-- Source passage --
--- Begin ---

Here, Tranter speaks to Billboard about Roan’s speech, the “misogynistic” THR op-ed and why healthcare options that do exist for artists come with asterisks.
When Chappell was giving her acceptance speech for best new artist, what were you thinking?
First off, her getting the award is such an honor. I feel it’s the greatest honor of my career to be the tiniest, tiniest part of her journey. What she chose to speak about in this unbelievable moment — not gonna lie, it brought a little misty tear to my eye. I was blown away and inspired at her fearlessness. It’s genuinely moving.
When you read the op-ed criticizing her for the speech, what were you thinking?
I thought it was such a pro-corporation, pro-old guard, old person [take] and extremely misogynistic. For him to think that because she is a young woman she has no clue what she’s talking about is so gross. And to find out this person has apparently worked at educational [institutions] for young artists and musicians? And this is the energy he is putting toward his students, the energy of ‘let the corporations continue to treat you terribly’? The whole thing was heartbreaking, to be honest. His article was heartbreaking. Also laughable to be that out of touch. Gen Z has had enough. It’s never been a good idea to not support young people.

--- End ---

-- Instruction A --
Answer these questions from the Tranter interview:
(i) For which award was Chappell giving her acceptance speech?
(ii) What does Tranter call the greatest honor of their career?
(iii) According to Tranter, where has the op-ed writer apparently worked?
-- Instruction B --
Write the next part of the Tranter interview on Chappell Roan's speech, picking up after its last answer.

-- Raw records --

--- Begin ---

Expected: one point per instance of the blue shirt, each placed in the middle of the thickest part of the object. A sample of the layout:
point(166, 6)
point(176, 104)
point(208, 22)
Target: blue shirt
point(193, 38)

--- End ---

-- Exercise output A --
(i) Best new artist.
(ii) Being the tiniest part of Chappell's journey.
(iii) At educational institutions for young artists and musicians.

-- Exercise output B --
Do you think this is a case where the old guard sees change potentially coming and is trying to stop it?
Whether its artists or songwriters being taken advantage of, it’s reaching a boiling point. When it comes to artists, labels need artists to do more work than ever. And that’s no one’s fault, it’s just how technology has changed. The artist has to be the head of their marketing department, it’s just a fact. Now the labels need the artist to write, sing, record, tour and be the head of their own marketing department. The industry is asking for us to do more and more and yet don’t want to give them more and more. Luckily, Gen Z knows better and is going to fight for themselves. It’s amazing to see.
There’s also the mental health component of healthcare. Being an artist on a major label comes with an occupation hazard most jobs don’t entail – national scrutiny about your work, your appearance, your opinions.
In most jobs whether you do good or bad is not in the court of public opinion. It’s very stressful to be a professional creative where the whole world gets to watch and see how you did at your job that day.
From your perspective, as someone who works with artists and industry insiders, what’s the tone of the conversation around this since the Grammys?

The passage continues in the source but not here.